:: STATED TASK ::
Rewrite the listing from the line with "outline <item>fish body</item>" through the end of the listing, changing "even-odd" to "nonzero" and leaving everything else the same.
Start of DATA EXCERPTS
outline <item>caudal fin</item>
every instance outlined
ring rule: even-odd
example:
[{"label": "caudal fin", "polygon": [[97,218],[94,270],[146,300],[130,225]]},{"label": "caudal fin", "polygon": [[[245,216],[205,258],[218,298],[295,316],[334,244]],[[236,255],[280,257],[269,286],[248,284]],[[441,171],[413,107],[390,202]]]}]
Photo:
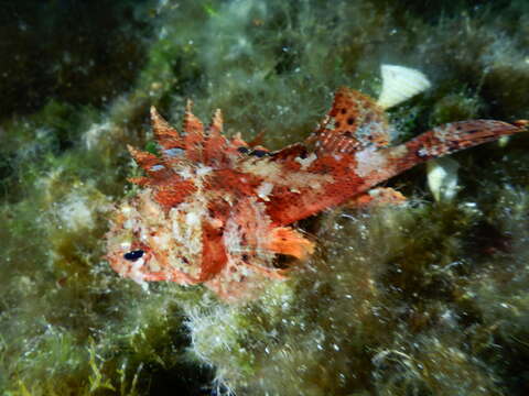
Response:
[{"label": "caudal fin", "polygon": [[514,123],[472,120],[436,127],[407,143],[379,151],[388,166],[384,173],[371,173],[368,176],[369,182],[376,185],[422,162],[527,131],[528,124],[529,121],[526,120]]}]

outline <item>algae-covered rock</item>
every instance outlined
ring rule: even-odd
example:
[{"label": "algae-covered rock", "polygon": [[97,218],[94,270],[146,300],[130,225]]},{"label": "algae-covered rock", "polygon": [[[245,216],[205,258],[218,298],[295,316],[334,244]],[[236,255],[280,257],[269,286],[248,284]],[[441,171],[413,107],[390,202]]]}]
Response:
[{"label": "algae-covered rock", "polygon": [[304,221],[316,254],[248,304],[144,290],[104,251],[151,105],[171,121],[187,98],[222,108],[228,134],[280,148],[338,86],[377,94],[391,63],[432,80],[391,111],[396,141],[529,118],[525,1],[85,3],[2,11],[0,393],[527,393],[527,136],[453,156],[452,199],[419,167],[390,182],[401,207]]}]

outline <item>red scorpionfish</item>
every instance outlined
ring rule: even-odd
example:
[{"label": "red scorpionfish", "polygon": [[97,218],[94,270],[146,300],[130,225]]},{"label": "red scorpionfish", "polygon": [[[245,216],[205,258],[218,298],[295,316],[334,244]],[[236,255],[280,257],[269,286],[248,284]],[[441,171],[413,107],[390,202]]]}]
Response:
[{"label": "red scorpionfish", "polygon": [[180,134],[152,108],[161,156],[129,146],[147,176],[130,179],[142,189],[115,210],[107,233],[111,267],[143,285],[204,284],[225,300],[246,299],[263,279],[285,277],[278,257],[313,253],[298,220],[346,202],[399,202],[399,193],[376,186],[431,158],[526,130],[527,121],[462,121],[391,146],[385,110],[429,85],[418,70],[384,65],[377,101],[341,88],[305,142],[274,152],[224,136],[219,110],[204,128],[190,102]]}]

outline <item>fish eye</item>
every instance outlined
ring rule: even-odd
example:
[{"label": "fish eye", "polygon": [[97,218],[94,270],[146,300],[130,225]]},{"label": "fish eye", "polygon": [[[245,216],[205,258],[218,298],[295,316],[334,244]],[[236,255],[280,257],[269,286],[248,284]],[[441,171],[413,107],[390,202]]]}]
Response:
[{"label": "fish eye", "polygon": [[123,258],[125,260],[128,260],[128,261],[137,261],[138,258],[141,258],[141,256],[143,255],[143,251],[140,249],[140,250],[136,250],[136,251],[130,251],[129,253],[125,253],[123,254]]}]

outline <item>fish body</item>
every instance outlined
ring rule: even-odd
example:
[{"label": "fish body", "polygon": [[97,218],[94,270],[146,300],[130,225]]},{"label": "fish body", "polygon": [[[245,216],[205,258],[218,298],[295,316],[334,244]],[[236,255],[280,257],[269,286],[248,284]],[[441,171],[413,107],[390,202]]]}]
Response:
[{"label": "fish body", "polygon": [[204,284],[239,300],[266,278],[284,278],[289,270],[280,262],[313,253],[298,220],[345,202],[401,201],[399,193],[376,186],[428,160],[525,130],[525,121],[472,120],[391,146],[385,110],[393,97],[387,87],[378,101],[341,88],[307,140],[276,152],[226,138],[219,110],[205,128],[190,102],[181,134],[152,108],[161,155],[129,147],[145,176],[130,180],[140,193],[112,215],[110,265],[140,284]]}]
End of DATA EXCERPTS
:: EXPECTED ANSWER ::
outline <item>fish body</item>
every instance outlined
ring rule: nonzero
example:
[{"label": "fish body", "polygon": [[97,218],[94,270],[146,300],[130,225]]},{"label": "fish body", "polygon": [[[245,216],[205,258],[218,298],[295,316],[334,244]],[[236,255],[280,257],[269,286],[248,284]],[[441,171],[413,107],[390,202]]]}]
Response:
[{"label": "fish body", "polygon": [[204,284],[239,300],[266,278],[284,278],[289,270],[280,262],[313,253],[298,220],[345,202],[401,201],[399,193],[376,186],[428,160],[525,130],[525,121],[472,120],[391,146],[385,110],[393,97],[387,87],[378,101],[341,88],[307,140],[276,152],[226,138],[219,110],[205,128],[190,102],[181,134],[152,108],[161,155],[129,147],[145,176],[130,180],[140,193],[112,215],[110,265],[140,284]]}]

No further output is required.